Rows from a dataset:
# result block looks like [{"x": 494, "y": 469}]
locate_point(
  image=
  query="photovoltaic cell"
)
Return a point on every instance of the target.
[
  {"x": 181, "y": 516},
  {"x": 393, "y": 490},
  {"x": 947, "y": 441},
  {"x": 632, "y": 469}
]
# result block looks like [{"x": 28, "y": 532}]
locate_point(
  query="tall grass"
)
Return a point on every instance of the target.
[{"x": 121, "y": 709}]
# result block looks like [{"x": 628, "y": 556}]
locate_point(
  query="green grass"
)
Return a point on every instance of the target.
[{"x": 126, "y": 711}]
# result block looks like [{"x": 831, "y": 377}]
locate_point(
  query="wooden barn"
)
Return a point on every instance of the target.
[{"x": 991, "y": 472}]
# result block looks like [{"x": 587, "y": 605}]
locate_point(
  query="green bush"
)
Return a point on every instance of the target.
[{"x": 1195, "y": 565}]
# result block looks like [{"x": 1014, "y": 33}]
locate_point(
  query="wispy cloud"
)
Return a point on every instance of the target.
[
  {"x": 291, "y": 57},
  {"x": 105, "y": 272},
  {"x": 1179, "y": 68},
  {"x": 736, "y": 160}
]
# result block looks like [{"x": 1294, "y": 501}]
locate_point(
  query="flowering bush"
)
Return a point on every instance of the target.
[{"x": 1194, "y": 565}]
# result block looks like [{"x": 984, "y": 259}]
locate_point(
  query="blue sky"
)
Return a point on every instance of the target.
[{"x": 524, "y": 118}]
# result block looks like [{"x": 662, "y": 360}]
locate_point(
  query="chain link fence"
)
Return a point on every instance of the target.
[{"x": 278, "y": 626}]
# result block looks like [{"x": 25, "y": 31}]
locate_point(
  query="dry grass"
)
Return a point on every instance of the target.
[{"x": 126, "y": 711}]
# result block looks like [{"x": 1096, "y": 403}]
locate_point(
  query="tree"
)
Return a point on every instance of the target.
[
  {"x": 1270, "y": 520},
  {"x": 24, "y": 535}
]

■ YOUR OBJECTIVE:
Reproduce all of the data exactly as given.

■ THE RESPONSE:
# result block looks like [{"x": 494, "y": 469}]
locate_point(
  image=
  query="photovoltaic cell"
)
Return a point on every instance of the target.
[
  {"x": 181, "y": 516},
  {"x": 393, "y": 490},
  {"x": 947, "y": 441},
  {"x": 632, "y": 469}
]
# result block looks like [{"x": 28, "y": 532}]
locate_point(
  query="tall grass"
)
Return a point on every instance of the target.
[{"x": 121, "y": 709}]
# result block looks like [{"x": 628, "y": 556}]
locate_point(
  query="green grass"
)
Return a point on every instance of the target.
[{"x": 126, "y": 711}]
# result block looks like [{"x": 831, "y": 377}]
locate_point(
  query="wooden barn"
)
Return a point on every instance of the target.
[{"x": 991, "y": 472}]
# result block looks like [{"x": 587, "y": 605}]
locate_point(
  query="green bush"
)
Return a point on every instance of the target.
[{"x": 1195, "y": 565}]
# result block looks like [{"x": 1014, "y": 33}]
locate_point(
  query="wispy cloud"
)
Return a point on every instance of the target.
[
  {"x": 291, "y": 57},
  {"x": 105, "y": 272},
  {"x": 1179, "y": 68},
  {"x": 736, "y": 160}
]
# result block looks like [{"x": 1294, "y": 501}]
locate_point(
  query="flowering bush"
)
Return a point on every instance of the target.
[{"x": 1194, "y": 565}]
# result block looks like [{"x": 984, "y": 259}]
locate_point(
  query="blue sky"
)
Return a point on every instance of the target.
[{"x": 524, "y": 118}]
# result block looks like [{"x": 662, "y": 360}]
locate_point(
  query="chain link fence"
)
Return a point on every instance of the target.
[{"x": 278, "y": 626}]
# result block looks like [{"x": 25, "y": 31}]
locate_point(
  query="dry grass"
)
Return a point on every instance of the target.
[{"x": 126, "y": 711}]
# result block looks like [{"x": 1096, "y": 403}]
locate_point(
  query="tree"
)
Return a point on every instance of the target.
[
  {"x": 1270, "y": 520},
  {"x": 24, "y": 535}
]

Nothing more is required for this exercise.